• **WHAT IS REQUIRED**: Return each line of the data below that contains the word "teasel".

• **RECORDS SUPPLIED**:
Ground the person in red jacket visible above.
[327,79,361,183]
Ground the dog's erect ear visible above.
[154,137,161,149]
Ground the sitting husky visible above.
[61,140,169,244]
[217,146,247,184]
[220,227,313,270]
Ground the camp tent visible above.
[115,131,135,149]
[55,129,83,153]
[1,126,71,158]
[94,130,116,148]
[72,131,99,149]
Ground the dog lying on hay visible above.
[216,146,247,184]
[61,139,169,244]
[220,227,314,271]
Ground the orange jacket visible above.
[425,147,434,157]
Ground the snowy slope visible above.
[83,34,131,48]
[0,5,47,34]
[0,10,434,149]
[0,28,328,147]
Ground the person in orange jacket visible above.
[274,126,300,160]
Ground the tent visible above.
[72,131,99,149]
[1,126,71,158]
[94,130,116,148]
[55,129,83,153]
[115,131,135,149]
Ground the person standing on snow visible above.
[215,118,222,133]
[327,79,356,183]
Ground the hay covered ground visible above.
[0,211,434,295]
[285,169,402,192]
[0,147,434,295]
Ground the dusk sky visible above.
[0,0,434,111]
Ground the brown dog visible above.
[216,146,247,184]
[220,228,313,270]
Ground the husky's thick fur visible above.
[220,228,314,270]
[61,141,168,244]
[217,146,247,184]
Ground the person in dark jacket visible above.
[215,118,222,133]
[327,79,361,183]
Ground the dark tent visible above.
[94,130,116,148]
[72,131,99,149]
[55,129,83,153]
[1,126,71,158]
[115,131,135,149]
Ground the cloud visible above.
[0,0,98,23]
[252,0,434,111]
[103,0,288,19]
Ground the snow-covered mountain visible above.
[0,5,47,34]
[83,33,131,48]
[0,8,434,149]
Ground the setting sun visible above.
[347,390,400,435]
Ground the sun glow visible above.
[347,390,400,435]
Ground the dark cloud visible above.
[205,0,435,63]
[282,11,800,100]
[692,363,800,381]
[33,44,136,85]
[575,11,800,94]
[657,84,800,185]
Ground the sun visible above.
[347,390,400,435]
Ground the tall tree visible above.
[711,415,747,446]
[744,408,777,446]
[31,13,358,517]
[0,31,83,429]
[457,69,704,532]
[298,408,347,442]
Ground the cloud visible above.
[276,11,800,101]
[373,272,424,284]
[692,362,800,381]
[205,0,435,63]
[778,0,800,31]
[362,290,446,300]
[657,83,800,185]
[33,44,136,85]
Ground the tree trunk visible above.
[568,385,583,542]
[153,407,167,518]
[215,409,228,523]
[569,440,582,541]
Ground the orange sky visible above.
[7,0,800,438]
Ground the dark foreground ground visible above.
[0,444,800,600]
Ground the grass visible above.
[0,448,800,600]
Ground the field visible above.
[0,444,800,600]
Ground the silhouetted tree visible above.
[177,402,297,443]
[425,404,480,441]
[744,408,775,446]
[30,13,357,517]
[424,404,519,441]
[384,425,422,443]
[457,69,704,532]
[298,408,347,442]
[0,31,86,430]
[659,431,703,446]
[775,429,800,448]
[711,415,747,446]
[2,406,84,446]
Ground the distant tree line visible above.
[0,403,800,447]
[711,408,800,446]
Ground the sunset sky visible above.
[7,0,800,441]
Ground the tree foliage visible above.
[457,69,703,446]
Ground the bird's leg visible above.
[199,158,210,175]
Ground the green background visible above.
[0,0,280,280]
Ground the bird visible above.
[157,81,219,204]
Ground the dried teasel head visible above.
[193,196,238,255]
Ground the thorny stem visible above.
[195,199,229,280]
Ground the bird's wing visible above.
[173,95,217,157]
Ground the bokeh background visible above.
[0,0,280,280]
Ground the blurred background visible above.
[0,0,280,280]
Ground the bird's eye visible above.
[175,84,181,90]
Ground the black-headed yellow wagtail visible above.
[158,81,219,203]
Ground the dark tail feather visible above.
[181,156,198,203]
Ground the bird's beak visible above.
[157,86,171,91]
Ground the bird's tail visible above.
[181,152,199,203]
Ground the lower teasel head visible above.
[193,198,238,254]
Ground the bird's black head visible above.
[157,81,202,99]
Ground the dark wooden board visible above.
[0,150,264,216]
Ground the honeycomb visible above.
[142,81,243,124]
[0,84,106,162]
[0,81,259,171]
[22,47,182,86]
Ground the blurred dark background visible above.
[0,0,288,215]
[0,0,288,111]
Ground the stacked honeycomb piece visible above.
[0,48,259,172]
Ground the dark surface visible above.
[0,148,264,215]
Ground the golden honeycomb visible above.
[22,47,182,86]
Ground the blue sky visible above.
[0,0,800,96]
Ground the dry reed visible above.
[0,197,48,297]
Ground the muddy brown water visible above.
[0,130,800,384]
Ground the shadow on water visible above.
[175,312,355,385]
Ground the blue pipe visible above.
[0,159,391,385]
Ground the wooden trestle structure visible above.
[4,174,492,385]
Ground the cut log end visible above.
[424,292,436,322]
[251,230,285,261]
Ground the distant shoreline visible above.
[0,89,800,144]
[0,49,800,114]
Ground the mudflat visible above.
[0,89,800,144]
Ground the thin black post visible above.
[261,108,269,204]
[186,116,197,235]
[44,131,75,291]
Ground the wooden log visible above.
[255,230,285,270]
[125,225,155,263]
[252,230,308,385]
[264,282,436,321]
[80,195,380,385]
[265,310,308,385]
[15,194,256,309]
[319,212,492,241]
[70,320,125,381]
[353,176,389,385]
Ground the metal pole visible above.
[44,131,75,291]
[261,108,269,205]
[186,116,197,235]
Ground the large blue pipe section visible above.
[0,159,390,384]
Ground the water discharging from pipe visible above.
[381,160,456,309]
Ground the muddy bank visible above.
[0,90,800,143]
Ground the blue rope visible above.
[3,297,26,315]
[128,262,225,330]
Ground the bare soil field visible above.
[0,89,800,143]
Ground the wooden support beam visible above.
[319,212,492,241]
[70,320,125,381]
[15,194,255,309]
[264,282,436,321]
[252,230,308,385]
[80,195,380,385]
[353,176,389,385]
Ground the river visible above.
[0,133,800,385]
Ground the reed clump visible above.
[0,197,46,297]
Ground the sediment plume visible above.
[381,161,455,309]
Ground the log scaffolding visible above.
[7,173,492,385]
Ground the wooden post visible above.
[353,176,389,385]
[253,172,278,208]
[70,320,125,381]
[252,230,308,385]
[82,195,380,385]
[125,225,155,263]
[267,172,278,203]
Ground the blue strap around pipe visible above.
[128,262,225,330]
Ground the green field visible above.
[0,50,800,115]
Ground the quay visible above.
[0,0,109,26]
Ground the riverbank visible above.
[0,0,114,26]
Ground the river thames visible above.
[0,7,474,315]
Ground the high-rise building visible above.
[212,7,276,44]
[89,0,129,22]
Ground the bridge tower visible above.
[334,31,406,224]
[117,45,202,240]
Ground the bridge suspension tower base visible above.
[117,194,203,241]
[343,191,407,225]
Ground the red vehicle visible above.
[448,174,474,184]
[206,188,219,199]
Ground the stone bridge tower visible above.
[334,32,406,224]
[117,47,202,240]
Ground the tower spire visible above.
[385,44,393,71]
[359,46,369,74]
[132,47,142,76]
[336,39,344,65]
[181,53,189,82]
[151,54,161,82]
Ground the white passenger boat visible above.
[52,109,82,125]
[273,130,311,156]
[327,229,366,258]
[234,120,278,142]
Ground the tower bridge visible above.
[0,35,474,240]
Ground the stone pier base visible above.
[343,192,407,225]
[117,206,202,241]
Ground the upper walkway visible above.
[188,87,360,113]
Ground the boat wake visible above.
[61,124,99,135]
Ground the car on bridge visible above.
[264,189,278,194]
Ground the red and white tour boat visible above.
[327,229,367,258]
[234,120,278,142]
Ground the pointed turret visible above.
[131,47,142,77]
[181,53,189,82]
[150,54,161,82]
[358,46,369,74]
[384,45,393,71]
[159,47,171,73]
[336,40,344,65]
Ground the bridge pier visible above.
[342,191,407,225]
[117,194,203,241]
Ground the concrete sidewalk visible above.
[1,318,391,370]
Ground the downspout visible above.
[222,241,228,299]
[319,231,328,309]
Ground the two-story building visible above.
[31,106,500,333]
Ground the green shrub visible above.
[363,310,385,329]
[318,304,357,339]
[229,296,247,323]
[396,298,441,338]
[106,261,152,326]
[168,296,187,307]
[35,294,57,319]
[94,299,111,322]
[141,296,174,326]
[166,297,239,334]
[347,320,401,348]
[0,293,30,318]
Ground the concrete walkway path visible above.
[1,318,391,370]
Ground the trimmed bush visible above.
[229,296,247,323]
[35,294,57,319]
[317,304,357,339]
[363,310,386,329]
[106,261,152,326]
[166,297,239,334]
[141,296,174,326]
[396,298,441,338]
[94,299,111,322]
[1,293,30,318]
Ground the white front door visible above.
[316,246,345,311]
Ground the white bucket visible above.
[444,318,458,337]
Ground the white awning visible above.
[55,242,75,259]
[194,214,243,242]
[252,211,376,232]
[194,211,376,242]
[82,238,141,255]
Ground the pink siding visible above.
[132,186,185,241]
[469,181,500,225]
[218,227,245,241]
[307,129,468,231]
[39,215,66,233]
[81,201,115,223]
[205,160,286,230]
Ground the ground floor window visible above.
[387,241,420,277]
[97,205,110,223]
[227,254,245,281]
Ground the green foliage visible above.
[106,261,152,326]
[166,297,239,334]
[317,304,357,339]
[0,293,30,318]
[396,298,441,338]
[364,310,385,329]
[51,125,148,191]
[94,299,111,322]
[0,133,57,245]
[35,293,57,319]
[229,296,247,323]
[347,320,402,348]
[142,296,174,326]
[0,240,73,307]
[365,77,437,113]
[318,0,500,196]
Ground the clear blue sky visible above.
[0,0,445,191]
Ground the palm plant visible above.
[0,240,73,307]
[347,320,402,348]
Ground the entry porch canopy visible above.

• **OUTPUT OF THE EXERCISE**:
Ground the dried teasel head visible above.
Ground the lower teasel head visible above.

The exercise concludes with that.